Text provided:
Are cereal mascots really drawn looking down, in a subtle attempt at appealing to children through eye contact? Cornell researchers say yes, which General Mills says is "absurd."
In an entertainingly blunt blog post on Friday, General Mills VP of Global Communications Tom Forsythe eviscerated Cornell's recent study, which found that cereal was placed lower on shelves to target children and also designed to have characters look down at children.
"Really Cornell?" Forsythe writes. "I mean … we’ve never noticed—and we’re a cereal company."
Here's Cornell's summary of its findings:
In a study of 65 cereals in 10 different grocery stores, Cornell researchers found that cereals marketed to kids are placed half as high on supermarket shelves as adult cereals—the average height for children’s cereal boxes is 23 inches verses 48 inches for adult cereal. A second key finding from the same study is that the average angle of the gaze of cereal spokes-characters on cereal boxes marketed to kids is downward at a 9.6 degree angle whereas spokes-characters on adult cereal look almost straight ahead.

Given problem A: In the cereal mascot article, what is the average shelf height of children's cereal boxes according to the Cornell study?
Given problem B: Continue the cereal mascot article after its final sentence.

Data lines:

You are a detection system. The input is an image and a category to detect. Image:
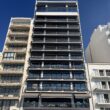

Exercise response A: 23 inches

Exercise response B:
The research was illustrated with this graphic:
Calling the study "pseudoscience," Forsythe refutes the claims that cereals are physically and psychologically aimed at children, but most hilariously, he points out some bizarre choices by the infographic designer.
"Take one more look at the Cornell graphic," Forsythe writes. "Mr. T cereal disappeared, I think, in the early 1980s. That guy on the bottom shelf? It may be C3PO. Now that's cutting edge research."
Via BuzzFeed.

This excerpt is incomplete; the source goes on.